EXERCICES —
1. Relevez tous les restaurants nommés dans l'énumération du texte sur les restaurants bruxellois qui commence par « Bruneau et Dupont à Ganshoren ».
2. Recopiez mot pour mot le passage du texte sur les restaurants bruxellois compris entre « Bruneau et Dupont » et « crêpes soufflées ? », bornes incluses.
3. Reprenez le texte sur les restaurants bruxellois là où il s'arrête et rédigez-en la suite.

TEXTE À LIRE —
----------

À l’époque, Michelin avait son siège quai de Willebroek, près du centre de Bruxelles. Au sein même de notre entreprise, nous étions des hommes et des femmes anonymes. Une porte à l’arrière du bâtiment nous permettait d’accéder à nos bureaux presque sans être vus. Même si, comme je vous l’ai dit la semaine dernière, nous étions souvent en déplacement, il nous arrivait régulièrement de nous rendre à Bruxelles. En effet, les années 1980 et 1990 ont été des années culinaires fastes pour la capitale belge. Il y avait, pour ainsi dire, une étoile à chaque coin de rue !
Bruneau et Dupont à Ganshoren, La Maison du Cygne sur la Grand-Place, Mon Manège à Toi à Woluwe-Saint-Lambert, La Villa Lorraine à Uccle, Comme chez soi sur la place Rouppe… Aujourd’hui, il peut sembler difficile de se remémorer que Bruxelles ait connu une telle opulence. Je ne sais pourquoi il y a eu un tel déclin. Peut-être est-ce en partie dû à la politique. Mais je ne m’étendrai pas sur ce sujet, préférant évoquer les bons souvenirs.
Je me souviendrai toujours de mon dîner chez Claude Dupont : les quenelles de brochet aux écrevisses sauce Nantua, les coquilles Saint-Jacques au citron grillé avec une purée de persil et un beurre blanc ; mais aussi ce râble de lièvre Arlequin aux pommes soufflées. Saviez-vous que, à La Villa Lorraine, on faisait même des crêpes soufflées ?
Et puis, il y avait Jean-Pierre Bruneau. Son association de turbot, de poireaux et de menthe était étrange, mais il a su convaincre tout le monde. Ou encore cette « poularde à la Kiev » : un blanc de volaille pané farci de beurre de truffe. Quand on le coupait, le beurre se mêlait au jus de truffe et à la purée de pomme de terre à la truffe qui l’accompagnaient. Un vrai délice. Et… Oh oui ! Son interprétation de la poire Belle-Hélène avec un fruit fourré de chocolat et de glace à la vanille dans une pâte brisée. Incroyable ! La poire était parfaitement cuite dans une croûte croustillante, bien chaude, et la sauce au chocolat coulait quand on la tranchait. L’effet chaud-froid était impressionnant. Très technique. Ces chefs maîtrisaient l’art des cuissons. Ils travaillaient au millimètre, sur la température. Karen Torosyan, du Bozar Restaurant, est, à mon avis, quelqu’un qui travaille encore comme ces chefs.

----------

DONNÉES AFFICHÉES —

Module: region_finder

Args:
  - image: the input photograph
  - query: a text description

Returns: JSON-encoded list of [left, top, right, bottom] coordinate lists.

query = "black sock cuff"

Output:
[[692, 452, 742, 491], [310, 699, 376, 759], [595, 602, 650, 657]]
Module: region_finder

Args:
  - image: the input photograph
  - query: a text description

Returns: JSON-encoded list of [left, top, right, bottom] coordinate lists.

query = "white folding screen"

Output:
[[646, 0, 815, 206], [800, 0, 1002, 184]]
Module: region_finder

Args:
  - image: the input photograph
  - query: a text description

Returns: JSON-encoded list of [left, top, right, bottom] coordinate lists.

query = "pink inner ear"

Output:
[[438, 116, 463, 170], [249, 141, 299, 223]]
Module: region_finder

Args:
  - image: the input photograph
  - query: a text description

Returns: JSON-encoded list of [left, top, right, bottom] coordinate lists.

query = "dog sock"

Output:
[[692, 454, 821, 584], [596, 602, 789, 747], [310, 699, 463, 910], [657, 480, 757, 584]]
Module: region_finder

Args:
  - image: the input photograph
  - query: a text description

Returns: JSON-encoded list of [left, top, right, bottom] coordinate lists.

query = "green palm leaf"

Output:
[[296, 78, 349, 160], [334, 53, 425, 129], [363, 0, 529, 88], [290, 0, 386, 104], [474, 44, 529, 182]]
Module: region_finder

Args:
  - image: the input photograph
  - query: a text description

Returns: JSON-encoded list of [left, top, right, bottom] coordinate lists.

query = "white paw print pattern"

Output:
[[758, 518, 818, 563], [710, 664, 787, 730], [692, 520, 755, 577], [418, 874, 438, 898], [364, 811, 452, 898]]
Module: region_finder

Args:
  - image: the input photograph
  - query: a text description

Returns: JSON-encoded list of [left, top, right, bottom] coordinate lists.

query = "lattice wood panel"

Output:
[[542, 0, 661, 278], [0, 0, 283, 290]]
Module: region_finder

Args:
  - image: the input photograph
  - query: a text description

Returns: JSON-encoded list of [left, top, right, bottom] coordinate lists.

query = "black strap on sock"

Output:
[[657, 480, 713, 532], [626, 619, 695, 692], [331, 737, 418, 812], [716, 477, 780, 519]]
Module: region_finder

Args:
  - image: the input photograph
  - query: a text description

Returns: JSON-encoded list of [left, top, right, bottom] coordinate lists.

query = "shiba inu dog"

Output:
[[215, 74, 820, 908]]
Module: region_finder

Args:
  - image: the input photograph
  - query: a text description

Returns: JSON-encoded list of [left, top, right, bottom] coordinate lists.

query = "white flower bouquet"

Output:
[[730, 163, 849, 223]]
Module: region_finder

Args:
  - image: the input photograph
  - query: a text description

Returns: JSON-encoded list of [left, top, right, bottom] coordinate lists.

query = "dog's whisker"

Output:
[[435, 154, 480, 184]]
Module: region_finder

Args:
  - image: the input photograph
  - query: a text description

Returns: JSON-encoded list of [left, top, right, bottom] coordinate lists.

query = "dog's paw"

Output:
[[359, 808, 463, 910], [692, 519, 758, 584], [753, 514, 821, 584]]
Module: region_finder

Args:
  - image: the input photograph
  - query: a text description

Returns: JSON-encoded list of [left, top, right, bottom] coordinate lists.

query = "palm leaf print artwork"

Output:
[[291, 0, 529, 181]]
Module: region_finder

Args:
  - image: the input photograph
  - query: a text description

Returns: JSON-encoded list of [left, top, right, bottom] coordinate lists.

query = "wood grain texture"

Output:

----------

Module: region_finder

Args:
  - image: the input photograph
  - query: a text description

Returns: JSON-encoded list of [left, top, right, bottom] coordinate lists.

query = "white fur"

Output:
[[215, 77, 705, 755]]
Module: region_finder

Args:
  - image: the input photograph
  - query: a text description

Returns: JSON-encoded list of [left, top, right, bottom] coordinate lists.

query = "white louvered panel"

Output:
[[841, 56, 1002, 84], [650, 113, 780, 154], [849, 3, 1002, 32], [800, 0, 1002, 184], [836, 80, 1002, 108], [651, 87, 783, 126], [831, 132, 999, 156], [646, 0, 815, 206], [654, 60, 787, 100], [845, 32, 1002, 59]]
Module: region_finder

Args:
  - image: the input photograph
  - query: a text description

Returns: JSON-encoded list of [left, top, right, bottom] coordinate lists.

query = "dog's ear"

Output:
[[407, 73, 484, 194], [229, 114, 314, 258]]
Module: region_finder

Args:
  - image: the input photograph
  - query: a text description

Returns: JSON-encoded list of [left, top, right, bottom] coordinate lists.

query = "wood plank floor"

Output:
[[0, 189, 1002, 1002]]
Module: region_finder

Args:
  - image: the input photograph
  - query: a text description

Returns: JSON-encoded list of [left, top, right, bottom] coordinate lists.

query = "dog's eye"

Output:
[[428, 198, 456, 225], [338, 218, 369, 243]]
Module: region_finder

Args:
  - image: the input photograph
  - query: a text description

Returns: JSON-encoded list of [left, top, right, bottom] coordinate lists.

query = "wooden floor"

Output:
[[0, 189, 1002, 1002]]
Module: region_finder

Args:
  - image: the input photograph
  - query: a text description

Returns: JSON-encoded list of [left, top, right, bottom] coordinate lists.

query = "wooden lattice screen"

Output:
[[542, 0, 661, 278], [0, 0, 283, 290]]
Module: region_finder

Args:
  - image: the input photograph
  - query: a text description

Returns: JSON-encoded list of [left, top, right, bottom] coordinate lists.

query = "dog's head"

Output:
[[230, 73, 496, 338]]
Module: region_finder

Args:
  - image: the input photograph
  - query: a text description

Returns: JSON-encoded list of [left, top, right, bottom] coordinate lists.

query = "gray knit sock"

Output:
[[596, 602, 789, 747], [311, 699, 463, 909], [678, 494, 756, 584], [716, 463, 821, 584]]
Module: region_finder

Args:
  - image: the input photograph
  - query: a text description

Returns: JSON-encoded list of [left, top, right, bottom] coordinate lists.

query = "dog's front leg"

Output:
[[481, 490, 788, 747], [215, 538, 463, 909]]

----------

RÉPONSES AUX EXERCICES —
1. Bruneau et Dupont, La Maison du Cygne, Mon Manège à Toi, La Villa Lorraine, Comme chez soi

2.
Bruneau et Dupont à Ganshoren, La Maison du Cygne sur la Grand-Place, Mon Manège à Toi à Woluwe-Saint-Lambert, La Villa Lorraine à Uccle, Comme chez soi sur la place Rouppe… Aujourd’hui, il peut sembler difficile de se remémorer que Bruxelles ait connu une telle opulence. Je ne sais pourquoi il y a eu un tel déclin. Peut-être est-ce en partie dû à la politique. Mais je ne m’étendrai pas sur ce sujet, préférant évoquer les bons souvenirs.
Je me souviendrai toujours de mon dîner chez Claude Dupont : les quenelles de brochet aux écrevisses sauce Nantua, les coquilles Saint-Jacques au citron grillé avec une purée de persil et un beurre blanc ; mais aussi ce râble de lièvre Arlequin aux pommes soufflées. Saviez-vous que, à La Villa Lorraine, on faisait même des crêpes soufflées ?

3.
Dans ces années-là, la technique, c’était la cuisson. Un bœuf Wellington parfaitement exécuté. Un poisson cuit sur l’arête et juteux à souhait. Aujourd’hui, les possibilités sont plus nombreuses grâce aux outils disponibles et à des procédés comme la cuisson sous vide. Je me rappelle ce temps où les fours fonctionnaient au charbon ou au mazout. L’Écailler du Palais Royal, qui avait alors deux étoiles MICHELIN, en possédait un au mazout. À l’Auberge du Moulin Hideux, on travaillait même au charbon. Ces chefs avaient une sacrée technique… Aujourd’hui, ils jouent davantage sur les textures. Mais vous ne m’entendrez pas me plaindre : autant je peux être lyrique à propos de ces classiques, autant je suis heureux comme un enfant lorsque je goûte à un haut plat contemporain !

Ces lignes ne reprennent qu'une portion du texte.